### GIVEN INFORMATION

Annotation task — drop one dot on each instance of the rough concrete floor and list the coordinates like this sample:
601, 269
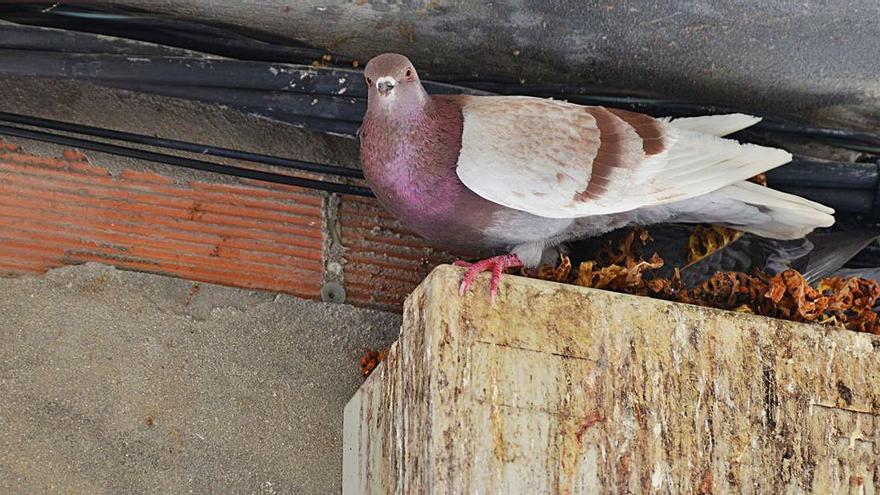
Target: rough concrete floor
121, 382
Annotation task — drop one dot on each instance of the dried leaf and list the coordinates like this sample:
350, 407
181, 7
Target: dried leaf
706, 240
787, 295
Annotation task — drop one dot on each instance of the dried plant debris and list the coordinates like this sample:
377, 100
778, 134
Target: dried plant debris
706, 240
370, 359
846, 302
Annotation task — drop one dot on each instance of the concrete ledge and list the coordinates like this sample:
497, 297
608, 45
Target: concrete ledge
562, 389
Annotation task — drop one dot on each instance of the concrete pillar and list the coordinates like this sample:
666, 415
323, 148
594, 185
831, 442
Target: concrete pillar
562, 389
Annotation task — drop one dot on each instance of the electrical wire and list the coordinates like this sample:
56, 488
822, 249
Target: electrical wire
202, 149
185, 162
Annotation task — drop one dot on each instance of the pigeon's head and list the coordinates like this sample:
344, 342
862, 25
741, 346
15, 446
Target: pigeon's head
393, 80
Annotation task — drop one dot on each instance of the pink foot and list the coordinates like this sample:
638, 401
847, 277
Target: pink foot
496, 263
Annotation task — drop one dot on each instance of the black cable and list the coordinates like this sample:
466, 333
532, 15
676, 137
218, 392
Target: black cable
184, 162
180, 145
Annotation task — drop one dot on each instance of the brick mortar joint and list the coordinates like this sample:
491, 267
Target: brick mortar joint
332, 247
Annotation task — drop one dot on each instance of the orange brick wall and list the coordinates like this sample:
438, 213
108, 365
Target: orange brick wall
58, 211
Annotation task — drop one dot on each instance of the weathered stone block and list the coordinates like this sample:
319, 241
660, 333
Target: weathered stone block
562, 389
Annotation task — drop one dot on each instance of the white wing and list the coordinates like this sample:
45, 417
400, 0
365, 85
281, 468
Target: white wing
560, 160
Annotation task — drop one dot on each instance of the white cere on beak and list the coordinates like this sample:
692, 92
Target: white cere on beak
385, 85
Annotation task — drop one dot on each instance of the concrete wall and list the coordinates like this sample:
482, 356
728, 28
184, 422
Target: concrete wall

######

PROMPT: Please copy the lines above, swapping each "drop one dot" for "place a single dot" and keeping everything else the same. Leave the pictures out.

RESPONSE:
Annotation task — place a single dot on each instance of the rough concrete floor and list the coordinates like this sample:
601, 269
Target: rough concrete floor
121, 382
Annotation task — place a single dot on each instance of the dried leaf and list the coordinates like this sample:
350, 407
181, 7
Target: dried leaf
706, 240
787, 295
Annotation task — place a single dot on each instance of the dried plant debris and list the coordinates like this sample:
377, 100
778, 134
Target: dried plant debris
706, 240
370, 359
846, 302
Annotation task — place a single dot on each instance of the concrete ledge and list the coordinates like this sample:
497, 297
608, 45
Target: concrete ledge
562, 389
Annotation task — place a single dot on each instance of the concrete pillar and list the coordinates like this sample:
666, 415
323, 148
594, 185
831, 442
Target: concrete pillar
562, 389
Annotation task — place a single dot on each instance of the electrical wire and list the coordinates like this sample:
56, 488
822, 249
Target: electrical wire
202, 149
185, 162
Annotation task — place a single dot on each instance of the pigeon's head and list the coordinates like this sample:
344, 342
862, 25
741, 346
15, 446
Target: pigeon's head
393, 80
Annotation task — place a single dot on each instance of the pink foot and list the coordinates like this sample:
638, 401
847, 277
Target: pink foot
496, 263
Annotation task — place a single dot on each instance of the black cable and list the coordinates like this sample:
466, 333
532, 15
676, 137
218, 392
Target: black cable
184, 162
180, 145
Annotation task — place a single dot on each instance of the brick mortar joint and list the coordinates like this sample:
491, 267
Target: brick mortar joint
332, 247
Annotation task — place a single dot on each instance of the orange brick wall and list the coordinates like this sample:
438, 213
108, 365
Target: orange brick wall
58, 211
Annotation task — place a single dot on each instance of the weathered stone block and list the coordinates like this sample:
319, 241
660, 333
Target: weathered stone block
562, 389
Annotation task — place a single dot on each instance of the white wing and list the coordinates like this sample:
45, 417
400, 0
365, 85
281, 468
Target: white wing
560, 160
Annotation task — place a single dot on each instance of the white cere on beak and list the coordinates like this sample:
692, 92
Target: white cere on beak
385, 85
Annotation task — place a single dot on each instance of the concrete wall and list the coordinates like this sample:
482, 356
728, 28
184, 422
Target: concrete wall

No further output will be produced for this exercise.